ACTIVITY | From the entries, return every line where the string "bank" shows up.

**** RECORDS PROVIDED ****

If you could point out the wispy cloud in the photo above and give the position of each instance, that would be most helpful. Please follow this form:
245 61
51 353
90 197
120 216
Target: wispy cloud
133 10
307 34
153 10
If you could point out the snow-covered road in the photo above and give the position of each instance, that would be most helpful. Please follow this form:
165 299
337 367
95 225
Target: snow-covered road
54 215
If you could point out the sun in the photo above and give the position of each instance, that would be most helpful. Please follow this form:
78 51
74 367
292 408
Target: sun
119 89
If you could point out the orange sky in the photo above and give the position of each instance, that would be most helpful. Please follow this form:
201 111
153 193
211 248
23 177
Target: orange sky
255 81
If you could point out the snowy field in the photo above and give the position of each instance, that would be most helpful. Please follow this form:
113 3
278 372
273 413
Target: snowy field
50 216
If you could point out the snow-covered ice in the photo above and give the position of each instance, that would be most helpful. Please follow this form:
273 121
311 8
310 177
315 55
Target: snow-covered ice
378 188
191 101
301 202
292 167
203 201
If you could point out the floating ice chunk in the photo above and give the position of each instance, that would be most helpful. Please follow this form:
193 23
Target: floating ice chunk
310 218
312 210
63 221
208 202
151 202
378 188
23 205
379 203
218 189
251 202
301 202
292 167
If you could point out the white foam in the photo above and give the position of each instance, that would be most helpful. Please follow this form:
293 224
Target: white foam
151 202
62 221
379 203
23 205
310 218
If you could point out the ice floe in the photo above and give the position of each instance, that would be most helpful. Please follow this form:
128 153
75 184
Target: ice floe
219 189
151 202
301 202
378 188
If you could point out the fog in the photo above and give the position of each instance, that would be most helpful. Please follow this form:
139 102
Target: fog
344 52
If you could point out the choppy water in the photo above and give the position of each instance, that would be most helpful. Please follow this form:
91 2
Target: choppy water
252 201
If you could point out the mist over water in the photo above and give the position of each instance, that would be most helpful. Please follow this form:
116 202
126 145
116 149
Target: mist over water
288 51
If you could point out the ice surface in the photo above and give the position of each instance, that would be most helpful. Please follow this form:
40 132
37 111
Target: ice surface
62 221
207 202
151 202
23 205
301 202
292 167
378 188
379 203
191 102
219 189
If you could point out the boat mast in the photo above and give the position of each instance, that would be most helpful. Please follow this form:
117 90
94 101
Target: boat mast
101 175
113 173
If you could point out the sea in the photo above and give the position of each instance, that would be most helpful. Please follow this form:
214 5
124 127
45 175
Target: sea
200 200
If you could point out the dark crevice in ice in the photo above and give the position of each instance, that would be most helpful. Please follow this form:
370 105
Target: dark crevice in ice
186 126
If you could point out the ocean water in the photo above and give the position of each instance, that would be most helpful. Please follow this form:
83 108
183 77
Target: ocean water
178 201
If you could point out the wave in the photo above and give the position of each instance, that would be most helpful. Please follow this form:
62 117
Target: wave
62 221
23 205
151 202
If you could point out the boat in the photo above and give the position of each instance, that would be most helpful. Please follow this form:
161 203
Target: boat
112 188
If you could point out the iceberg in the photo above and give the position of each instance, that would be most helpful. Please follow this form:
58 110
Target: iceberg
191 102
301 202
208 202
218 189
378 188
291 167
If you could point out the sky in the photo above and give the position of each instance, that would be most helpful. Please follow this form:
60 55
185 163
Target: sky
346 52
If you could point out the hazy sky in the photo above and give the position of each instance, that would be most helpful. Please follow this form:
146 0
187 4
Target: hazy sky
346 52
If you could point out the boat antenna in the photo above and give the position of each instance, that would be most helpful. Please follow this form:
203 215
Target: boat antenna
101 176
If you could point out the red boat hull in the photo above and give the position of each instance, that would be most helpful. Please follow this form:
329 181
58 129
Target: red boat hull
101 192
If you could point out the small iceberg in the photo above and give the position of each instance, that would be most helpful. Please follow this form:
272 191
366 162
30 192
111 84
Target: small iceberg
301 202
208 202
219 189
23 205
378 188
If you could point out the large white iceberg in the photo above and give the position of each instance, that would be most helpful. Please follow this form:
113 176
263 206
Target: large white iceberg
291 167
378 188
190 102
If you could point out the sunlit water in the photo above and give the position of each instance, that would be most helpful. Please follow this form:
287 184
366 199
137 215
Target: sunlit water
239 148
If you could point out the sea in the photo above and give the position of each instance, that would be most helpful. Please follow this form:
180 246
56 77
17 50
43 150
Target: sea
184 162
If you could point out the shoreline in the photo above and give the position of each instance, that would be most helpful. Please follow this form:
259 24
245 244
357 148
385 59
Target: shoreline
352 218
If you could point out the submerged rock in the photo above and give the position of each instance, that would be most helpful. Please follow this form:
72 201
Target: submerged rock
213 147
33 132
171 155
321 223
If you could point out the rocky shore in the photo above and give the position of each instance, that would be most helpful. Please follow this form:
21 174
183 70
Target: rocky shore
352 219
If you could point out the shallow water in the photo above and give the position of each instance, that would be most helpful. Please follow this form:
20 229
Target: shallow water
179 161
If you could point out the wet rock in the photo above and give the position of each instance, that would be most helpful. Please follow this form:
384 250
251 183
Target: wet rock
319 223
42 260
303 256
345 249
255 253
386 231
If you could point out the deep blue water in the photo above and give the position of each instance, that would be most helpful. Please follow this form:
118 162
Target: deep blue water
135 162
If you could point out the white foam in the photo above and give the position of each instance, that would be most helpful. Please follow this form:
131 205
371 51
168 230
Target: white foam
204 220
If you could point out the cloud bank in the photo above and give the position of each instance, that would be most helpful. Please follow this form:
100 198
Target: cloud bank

****

FINISHED TASK |
If you could point out the cloud bank in the photo above and give the position of each instance, that would be most helpful. Please follow this form:
Target: cloud bank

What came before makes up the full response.